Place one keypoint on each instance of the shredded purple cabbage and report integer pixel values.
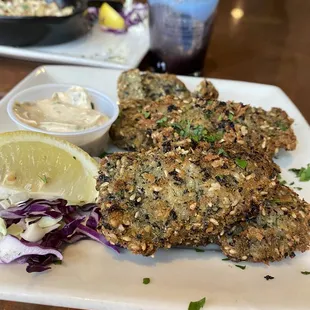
(79, 222)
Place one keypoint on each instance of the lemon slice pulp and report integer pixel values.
(110, 18)
(39, 163)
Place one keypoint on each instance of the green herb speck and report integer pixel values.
(57, 262)
(103, 154)
(282, 126)
(241, 163)
(146, 114)
(222, 151)
(43, 178)
(199, 250)
(303, 173)
(162, 121)
(197, 305)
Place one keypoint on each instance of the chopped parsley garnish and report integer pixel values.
(103, 154)
(196, 133)
(208, 114)
(162, 122)
(43, 178)
(146, 114)
(282, 126)
(197, 305)
(57, 262)
(281, 181)
(303, 173)
(222, 151)
(241, 163)
(268, 277)
(199, 250)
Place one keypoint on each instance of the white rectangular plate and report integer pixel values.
(97, 49)
(93, 277)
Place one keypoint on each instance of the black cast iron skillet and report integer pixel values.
(49, 30)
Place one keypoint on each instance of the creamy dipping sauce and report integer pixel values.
(68, 111)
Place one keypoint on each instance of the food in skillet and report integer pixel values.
(40, 8)
(135, 84)
(157, 200)
(143, 124)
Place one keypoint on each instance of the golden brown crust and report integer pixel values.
(142, 124)
(154, 200)
(134, 84)
(280, 229)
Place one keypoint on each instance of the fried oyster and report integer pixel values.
(135, 84)
(152, 200)
(144, 124)
(280, 229)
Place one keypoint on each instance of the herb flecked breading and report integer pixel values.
(197, 119)
(157, 200)
(135, 84)
(280, 229)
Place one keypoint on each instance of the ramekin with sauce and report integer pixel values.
(80, 115)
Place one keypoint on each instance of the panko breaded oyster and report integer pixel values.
(141, 124)
(280, 229)
(135, 84)
(152, 200)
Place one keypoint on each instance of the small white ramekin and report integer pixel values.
(92, 140)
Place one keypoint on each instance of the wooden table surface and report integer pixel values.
(269, 44)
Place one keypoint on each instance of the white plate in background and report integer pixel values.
(93, 277)
(96, 48)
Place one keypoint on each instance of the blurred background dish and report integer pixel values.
(25, 30)
(33, 8)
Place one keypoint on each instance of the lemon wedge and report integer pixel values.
(110, 18)
(39, 163)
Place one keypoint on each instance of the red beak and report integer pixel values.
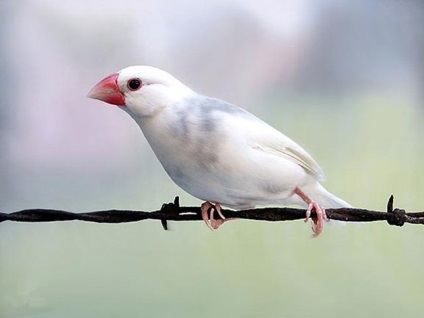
(107, 90)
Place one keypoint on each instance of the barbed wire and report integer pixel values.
(174, 212)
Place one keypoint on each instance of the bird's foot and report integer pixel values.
(208, 210)
(317, 222)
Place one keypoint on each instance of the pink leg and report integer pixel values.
(317, 225)
(208, 210)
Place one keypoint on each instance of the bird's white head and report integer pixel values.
(143, 90)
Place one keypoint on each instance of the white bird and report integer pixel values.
(217, 151)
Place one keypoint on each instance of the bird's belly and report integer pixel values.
(233, 186)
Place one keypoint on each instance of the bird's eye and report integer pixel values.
(134, 84)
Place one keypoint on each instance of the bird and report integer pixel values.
(216, 151)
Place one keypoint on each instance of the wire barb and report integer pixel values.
(174, 212)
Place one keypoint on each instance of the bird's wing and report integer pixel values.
(294, 153)
(265, 138)
(260, 135)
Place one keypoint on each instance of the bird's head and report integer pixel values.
(143, 90)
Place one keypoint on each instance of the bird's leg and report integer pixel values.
(208, 210)
(317, 224)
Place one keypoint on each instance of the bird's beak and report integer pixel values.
(107, 90)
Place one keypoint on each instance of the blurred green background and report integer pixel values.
(342, 78)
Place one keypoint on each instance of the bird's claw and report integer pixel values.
(317, 222)
(208, 210)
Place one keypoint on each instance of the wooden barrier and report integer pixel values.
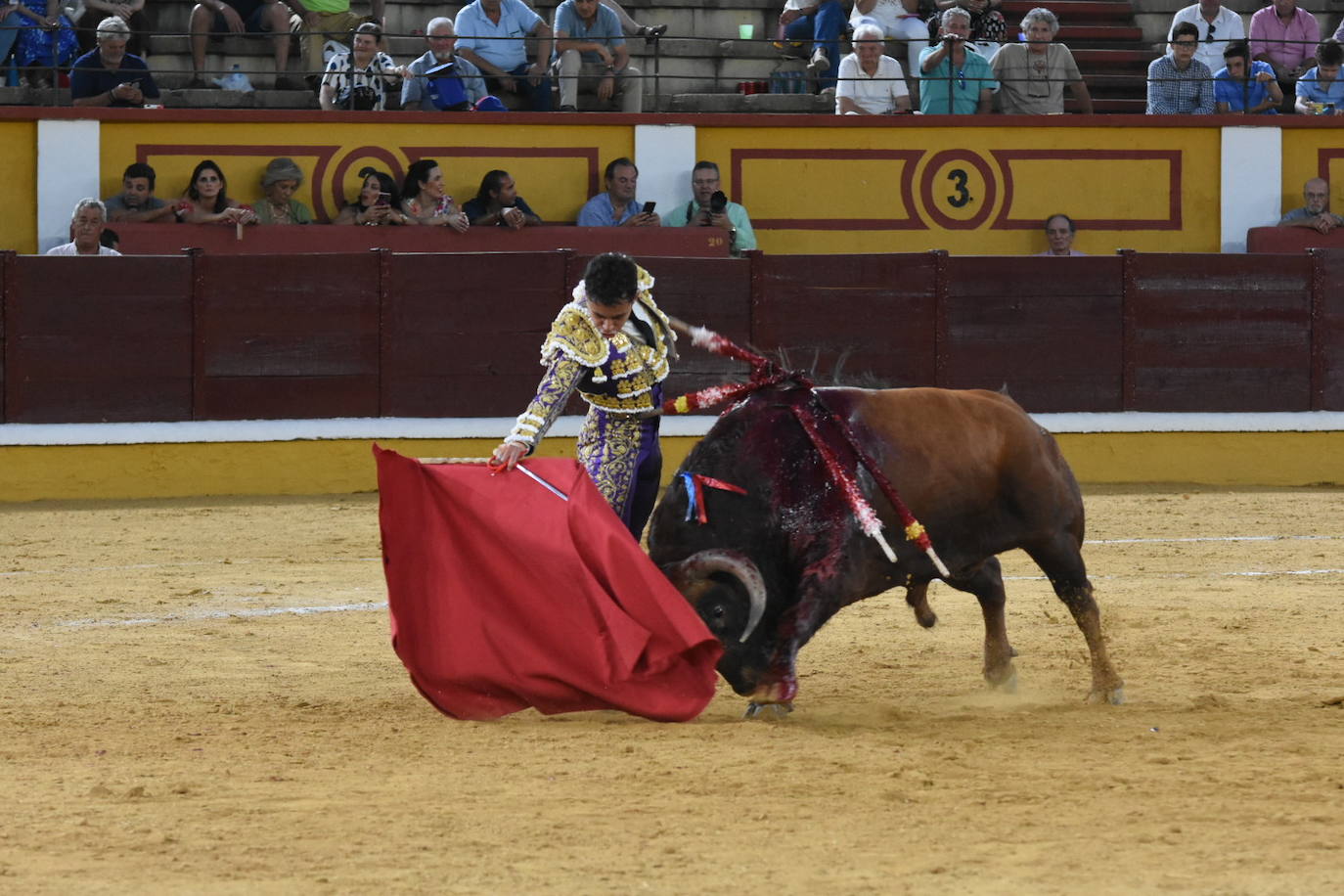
(167, 240)
(202, 336)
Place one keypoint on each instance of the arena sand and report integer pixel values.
(161, 734)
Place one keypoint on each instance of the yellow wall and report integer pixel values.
(29, 473)
(19, 186)
(552, 164)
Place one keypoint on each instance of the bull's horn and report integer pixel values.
(737, 564)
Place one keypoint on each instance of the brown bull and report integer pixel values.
(770, 567)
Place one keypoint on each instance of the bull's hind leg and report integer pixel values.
(987, 582)
(1063, 565)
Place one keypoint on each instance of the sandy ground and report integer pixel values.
(164, 730)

::::

Transcribe the records above exactly and drop every picture.

Place one keypoint on each instance of the shredded purple cabbage and report integer pixel values.
(79, 222)
Place one keypoint on each instance of the lemon slice pulp and report integer pixel values.
(110, 18)
(39, 163)
Place one keypoint on each instance of the green herb speck and report integer pixel values.
(57, 262)
(103, 154)
(282, 126)
(241, 163)
(146, 114)
(222, 151)
(43, 178)
(199, 250)
(303, 173)
(162, 121)
(197, 305)
Place one keypoint on each instance of the chopped parsley garnish and report integer pixel values.
(103, 154)
(196, 133)
(208, 114)
(162, 122)
(43, 178)
(146, 114)
(282, 126)
(197, 305)
(57, 262)
(281, 181)
(303, 173)
(222, 151)
(241, 163)
(268, 277)
(199, 250)
Place one keypoint on each instance of the white rectangular plate and report integer pixel values.
(97, 49)
(93, 277)
Place one keypoint on each instance of the black cast iron skillet and report integer pixel values.
(49, 30)
Place one keypoint on each instance of the creamy dipping sauce and report integer pixel values.
(68, 111)
Place one keypoint on each instance of the food in skillet and report integer pixel values.
(40, 8)
(135, 84)
(157, 200)
(143, 124)
Place one keypoint on each instance of the golden brown crust and report integer pixel values.
(142, 124)
(154, 200)
(134, 84)
(280, 229)
Place one keypoint on each instance of the fried oyster and report integer pixel values.
(135, 84)
(152, 200)
(144, 124)
(280, 229)
Place one keypoint on each instance of the herb flecked breading and report integer pixel values.
(197, 119)
(157, 200)
(135, 84)
(280, 229)
Place one keypoint on each instance of the ramekin with sauce and report integer pixel values.
(80, 115)
Place one keypoint on each instance of the panko breaded oyster and report integer pixel values.
(141, 124)
(280, 229)
(135, 84)
(152, 200)
Place one keypoint on each instance of the small white ramekin and report integer pixel values.
(92, 140)
Place one keypoint on each instance of the wooden table surface and report integer pixel values.
(269, 44)
Place one keypoint on each instance of the white plate in background and report integer pixel values.
(93, 277)
(96, 48)
Place one keypoint on each instance of the blurred background dish and report integer pixel values.
(25, 30)
(33, 8)
Place one keypoint on each instance of the lemon wedge and report integer pixel values.
(110, 18)
(39, 163)
Place one keypoint on each instance of the red beak and report integer pixel values.
(107, 90)
Place one keypoint on each instance of the barbed wire and report integer pixel values.
(174, 212)
Place one keypoint on each instance of the bird's foot and report integer pixel values.
(208, 210)
(317, 222)
Place one keypoint on each instance of the pink leg and report integer pixel values.
(317, 225)
(208, 210)
Place one keypoint on each instance of the bird's white head and report integer pixel values.
(143, 90)
Place one keypoint on each instance of the white bird and report integer pixel values.
(217, 151)
Place one keypoint on each instance of the bird's belly and report integer pixel values.
(233, 186)
Place one keypoint on each instance of the bird's eye and report integer pixel values.
(134, 84)
Place one keypoint on each instance of the bird and report integer pixel values.
(216, 151)
Place one keypoint on each instance of the wire barb and report integer pixel values.
(174, 212)
Place one keypoint on each instance of the bird's wing and report integer pixel values.
(294, 153)
(265, 138)
(260, 135)
Place one keypoint on each instance of the bird's head and report integer pixel values.
(143, 90)
Place one keypoint on each instance of the bird's leg and report integer pixel values.
(208, 210)
(317, 224)
Place one keypoint on each instance of the bird's beak and report integer pixel values.
(107, 90)
Place one keypoint on each instance of the blurred green background and report integer pixel values.
(342, 78)
Place one keypoint on each instance of the bird's claw and report integer pixel values.
(317, 222)
(208, 210)
Place one keypoint on each instance of the wooden barrier and report integer pixel values.
(167, 240)
(202, 336)
Place one keypoint on each instance of the arena sand and report integer pixel values.
(161, 734)
Place one keypoint on each instance of the yellow wall and report integer pixel values.
(29, 473)
(19, 186)
(552, 164)
Place one keypoint on each instance of the bull's horn and report integer pixel values.
(737, 564)
Place one keypoint on each instance of the brown bull and report integer pixel values.
(770, 567)
Place one keypoint on each instance of the bull's hind leg and report integer pixel values.
(987, 582)
(1063, 565)
Place one keypoint on each instance of the sandy ground and report integer pixel values.
(164, 730)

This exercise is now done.